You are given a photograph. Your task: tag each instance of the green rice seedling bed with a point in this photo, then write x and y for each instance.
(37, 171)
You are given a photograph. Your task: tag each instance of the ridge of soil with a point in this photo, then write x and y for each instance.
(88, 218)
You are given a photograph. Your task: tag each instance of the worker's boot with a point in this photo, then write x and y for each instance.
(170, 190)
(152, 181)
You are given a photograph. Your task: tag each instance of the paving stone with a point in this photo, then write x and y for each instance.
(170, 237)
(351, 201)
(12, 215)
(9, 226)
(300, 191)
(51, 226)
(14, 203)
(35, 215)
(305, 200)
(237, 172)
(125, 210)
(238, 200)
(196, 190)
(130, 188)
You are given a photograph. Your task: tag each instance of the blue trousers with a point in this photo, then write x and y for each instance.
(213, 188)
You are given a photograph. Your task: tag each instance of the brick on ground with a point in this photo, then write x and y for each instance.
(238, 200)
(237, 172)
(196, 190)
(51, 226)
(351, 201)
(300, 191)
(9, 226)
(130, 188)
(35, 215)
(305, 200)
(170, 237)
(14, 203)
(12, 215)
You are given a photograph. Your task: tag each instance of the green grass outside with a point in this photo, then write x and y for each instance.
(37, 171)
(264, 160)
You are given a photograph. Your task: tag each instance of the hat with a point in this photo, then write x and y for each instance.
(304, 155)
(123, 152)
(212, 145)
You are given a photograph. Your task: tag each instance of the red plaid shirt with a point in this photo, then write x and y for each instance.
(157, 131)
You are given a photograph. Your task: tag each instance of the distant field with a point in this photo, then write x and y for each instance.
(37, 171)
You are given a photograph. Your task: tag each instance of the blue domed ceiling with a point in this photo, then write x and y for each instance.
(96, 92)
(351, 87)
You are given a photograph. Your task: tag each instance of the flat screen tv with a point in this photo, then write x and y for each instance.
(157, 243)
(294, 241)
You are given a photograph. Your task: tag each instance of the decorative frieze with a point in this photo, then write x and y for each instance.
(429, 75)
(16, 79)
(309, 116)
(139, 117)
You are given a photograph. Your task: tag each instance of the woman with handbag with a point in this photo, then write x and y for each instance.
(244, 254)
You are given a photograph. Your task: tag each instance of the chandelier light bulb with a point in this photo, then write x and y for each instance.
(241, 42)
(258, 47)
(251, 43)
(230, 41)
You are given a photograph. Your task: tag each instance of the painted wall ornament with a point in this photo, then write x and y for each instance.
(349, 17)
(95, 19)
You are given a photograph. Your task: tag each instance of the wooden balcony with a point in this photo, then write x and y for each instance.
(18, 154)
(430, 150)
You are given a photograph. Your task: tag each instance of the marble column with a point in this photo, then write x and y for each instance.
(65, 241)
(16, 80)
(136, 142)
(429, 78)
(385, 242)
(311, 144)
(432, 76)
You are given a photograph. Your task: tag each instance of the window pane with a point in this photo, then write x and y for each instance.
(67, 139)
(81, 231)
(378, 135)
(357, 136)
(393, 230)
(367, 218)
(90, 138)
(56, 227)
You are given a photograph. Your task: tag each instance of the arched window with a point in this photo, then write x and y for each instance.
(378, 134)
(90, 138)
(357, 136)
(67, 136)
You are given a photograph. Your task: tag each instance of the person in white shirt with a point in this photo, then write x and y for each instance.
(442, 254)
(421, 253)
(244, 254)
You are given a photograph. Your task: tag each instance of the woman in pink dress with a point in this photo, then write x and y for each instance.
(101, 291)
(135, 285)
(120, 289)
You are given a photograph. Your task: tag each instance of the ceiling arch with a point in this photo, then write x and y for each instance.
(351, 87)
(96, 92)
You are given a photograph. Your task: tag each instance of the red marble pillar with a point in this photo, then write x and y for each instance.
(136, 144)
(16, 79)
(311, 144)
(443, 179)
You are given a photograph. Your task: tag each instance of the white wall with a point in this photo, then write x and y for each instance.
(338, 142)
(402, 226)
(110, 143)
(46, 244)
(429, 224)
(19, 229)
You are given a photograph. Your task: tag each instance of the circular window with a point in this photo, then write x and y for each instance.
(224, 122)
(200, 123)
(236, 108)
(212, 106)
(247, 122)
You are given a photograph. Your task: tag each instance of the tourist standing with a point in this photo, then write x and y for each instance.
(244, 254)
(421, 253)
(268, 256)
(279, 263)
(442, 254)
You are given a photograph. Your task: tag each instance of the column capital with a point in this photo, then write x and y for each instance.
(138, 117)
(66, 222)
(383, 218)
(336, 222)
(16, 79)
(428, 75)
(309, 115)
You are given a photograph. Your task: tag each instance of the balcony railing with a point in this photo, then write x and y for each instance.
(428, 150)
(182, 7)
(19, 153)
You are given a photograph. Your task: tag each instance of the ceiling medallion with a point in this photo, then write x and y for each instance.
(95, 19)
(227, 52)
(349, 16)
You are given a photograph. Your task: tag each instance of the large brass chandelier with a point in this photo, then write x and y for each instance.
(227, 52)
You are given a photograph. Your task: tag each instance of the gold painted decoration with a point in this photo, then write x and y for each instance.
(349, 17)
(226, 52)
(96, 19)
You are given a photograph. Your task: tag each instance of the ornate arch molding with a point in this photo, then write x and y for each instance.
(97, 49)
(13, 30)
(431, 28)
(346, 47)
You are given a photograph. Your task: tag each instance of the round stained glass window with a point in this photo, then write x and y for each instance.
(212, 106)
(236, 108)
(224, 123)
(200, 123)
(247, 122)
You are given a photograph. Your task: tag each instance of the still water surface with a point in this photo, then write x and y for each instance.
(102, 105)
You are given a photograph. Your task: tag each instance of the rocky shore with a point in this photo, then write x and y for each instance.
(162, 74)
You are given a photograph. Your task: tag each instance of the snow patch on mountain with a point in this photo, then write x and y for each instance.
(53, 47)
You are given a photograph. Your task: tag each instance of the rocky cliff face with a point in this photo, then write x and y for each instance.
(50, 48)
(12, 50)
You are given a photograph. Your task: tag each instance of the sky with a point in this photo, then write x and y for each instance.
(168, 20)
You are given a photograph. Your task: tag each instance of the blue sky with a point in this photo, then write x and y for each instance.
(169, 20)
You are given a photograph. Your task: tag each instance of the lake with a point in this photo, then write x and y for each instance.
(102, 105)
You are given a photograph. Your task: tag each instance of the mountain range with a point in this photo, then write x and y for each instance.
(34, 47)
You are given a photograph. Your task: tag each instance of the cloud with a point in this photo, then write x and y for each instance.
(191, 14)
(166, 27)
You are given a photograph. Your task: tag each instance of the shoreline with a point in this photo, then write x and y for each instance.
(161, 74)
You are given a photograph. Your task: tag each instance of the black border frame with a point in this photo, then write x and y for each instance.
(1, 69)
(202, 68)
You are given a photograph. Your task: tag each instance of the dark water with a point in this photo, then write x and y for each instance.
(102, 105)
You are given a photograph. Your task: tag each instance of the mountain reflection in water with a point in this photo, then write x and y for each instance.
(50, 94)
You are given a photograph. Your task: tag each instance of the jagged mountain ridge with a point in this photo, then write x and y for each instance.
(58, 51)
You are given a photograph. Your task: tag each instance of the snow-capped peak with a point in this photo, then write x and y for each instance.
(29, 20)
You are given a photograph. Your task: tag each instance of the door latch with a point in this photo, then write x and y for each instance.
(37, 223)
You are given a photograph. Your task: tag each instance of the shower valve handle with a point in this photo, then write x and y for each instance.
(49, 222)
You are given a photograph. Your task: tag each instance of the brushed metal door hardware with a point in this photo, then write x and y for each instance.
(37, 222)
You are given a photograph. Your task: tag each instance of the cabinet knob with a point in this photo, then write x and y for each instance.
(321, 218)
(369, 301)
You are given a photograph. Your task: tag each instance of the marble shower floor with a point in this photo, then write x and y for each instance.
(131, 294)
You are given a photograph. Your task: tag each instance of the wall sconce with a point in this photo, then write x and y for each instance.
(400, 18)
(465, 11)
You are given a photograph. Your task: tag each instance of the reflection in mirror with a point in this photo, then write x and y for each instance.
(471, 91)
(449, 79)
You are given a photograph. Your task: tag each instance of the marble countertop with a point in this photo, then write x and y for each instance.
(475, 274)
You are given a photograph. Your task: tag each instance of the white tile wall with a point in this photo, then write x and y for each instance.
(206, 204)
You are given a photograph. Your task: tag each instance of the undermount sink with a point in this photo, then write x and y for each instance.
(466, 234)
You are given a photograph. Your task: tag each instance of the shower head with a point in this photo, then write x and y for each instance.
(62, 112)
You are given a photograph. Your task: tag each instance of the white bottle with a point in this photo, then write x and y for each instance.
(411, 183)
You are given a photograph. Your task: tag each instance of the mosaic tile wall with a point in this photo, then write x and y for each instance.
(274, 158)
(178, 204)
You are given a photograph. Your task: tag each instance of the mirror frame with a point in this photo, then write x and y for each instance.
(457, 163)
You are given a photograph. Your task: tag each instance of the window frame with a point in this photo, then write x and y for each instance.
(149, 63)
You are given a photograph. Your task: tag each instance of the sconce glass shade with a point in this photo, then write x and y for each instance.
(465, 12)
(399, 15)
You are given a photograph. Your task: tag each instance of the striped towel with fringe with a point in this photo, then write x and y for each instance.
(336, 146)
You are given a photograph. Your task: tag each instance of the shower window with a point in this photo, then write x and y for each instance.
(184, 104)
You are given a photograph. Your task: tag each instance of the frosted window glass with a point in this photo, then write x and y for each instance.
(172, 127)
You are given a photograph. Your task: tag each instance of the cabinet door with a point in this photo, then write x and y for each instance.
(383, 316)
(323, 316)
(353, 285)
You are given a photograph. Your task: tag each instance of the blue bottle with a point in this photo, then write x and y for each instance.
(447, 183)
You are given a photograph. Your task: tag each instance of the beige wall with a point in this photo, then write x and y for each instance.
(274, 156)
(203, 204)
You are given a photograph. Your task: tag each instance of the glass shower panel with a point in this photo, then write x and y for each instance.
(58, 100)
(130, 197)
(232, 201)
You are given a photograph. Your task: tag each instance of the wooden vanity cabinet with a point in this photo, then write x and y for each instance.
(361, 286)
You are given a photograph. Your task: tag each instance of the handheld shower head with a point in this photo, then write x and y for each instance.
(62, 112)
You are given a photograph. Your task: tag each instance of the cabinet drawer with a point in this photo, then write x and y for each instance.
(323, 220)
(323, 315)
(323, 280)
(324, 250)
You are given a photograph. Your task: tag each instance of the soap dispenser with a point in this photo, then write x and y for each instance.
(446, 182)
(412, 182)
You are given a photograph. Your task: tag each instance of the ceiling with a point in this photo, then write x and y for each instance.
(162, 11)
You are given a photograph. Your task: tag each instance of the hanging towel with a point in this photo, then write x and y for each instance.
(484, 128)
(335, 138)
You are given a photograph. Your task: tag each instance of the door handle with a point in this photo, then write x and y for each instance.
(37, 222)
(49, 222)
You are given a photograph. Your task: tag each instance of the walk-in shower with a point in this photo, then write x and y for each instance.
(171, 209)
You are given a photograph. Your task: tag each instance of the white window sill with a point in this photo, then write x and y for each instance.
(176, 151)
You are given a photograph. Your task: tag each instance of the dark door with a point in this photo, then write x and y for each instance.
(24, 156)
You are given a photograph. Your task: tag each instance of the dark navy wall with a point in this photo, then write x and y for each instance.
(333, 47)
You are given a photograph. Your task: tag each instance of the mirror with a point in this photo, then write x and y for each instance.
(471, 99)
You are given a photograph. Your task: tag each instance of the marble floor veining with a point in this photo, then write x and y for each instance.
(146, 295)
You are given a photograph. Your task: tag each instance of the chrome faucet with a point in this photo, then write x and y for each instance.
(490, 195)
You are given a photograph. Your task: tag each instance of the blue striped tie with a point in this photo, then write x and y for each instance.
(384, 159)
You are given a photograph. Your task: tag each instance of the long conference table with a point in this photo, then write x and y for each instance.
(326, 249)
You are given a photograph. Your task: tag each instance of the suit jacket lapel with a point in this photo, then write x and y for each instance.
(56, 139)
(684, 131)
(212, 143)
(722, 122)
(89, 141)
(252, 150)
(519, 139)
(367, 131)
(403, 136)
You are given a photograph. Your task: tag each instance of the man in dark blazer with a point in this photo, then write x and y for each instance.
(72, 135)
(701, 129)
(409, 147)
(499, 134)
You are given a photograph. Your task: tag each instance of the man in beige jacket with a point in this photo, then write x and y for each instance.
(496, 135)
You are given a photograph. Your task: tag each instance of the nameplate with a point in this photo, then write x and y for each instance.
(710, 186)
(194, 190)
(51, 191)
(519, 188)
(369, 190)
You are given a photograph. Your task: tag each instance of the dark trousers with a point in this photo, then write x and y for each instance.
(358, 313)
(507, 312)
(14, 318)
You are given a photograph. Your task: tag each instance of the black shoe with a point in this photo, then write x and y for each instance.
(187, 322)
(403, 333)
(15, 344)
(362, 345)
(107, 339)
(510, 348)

--

## Exercise
Everything from the line containing "of the nameplate" to the last line of the entries above should be quoted exactly, and only that.

## Written solution
You are given a photograph. Your task: tag each instance of the nameplate with a point in this photo, then write x and y for each instance.
(710, 186)
(194, 190)
(51, 191)
(519, 188)
(369, 190)
You are given a photograph. Your task: tag each instance of the dark trousers with a point in this photo, then write x and y for each instance.
(358, 313)
(507, 312)
(14, 318)
You are given a photograph. Your task: tag each instance of the black shoe with a point in this photo, then write x and y for each instance.
(187, 322)
(403, 333)
(15, 344)
(362, 345)
(107, 339)
(510, 348)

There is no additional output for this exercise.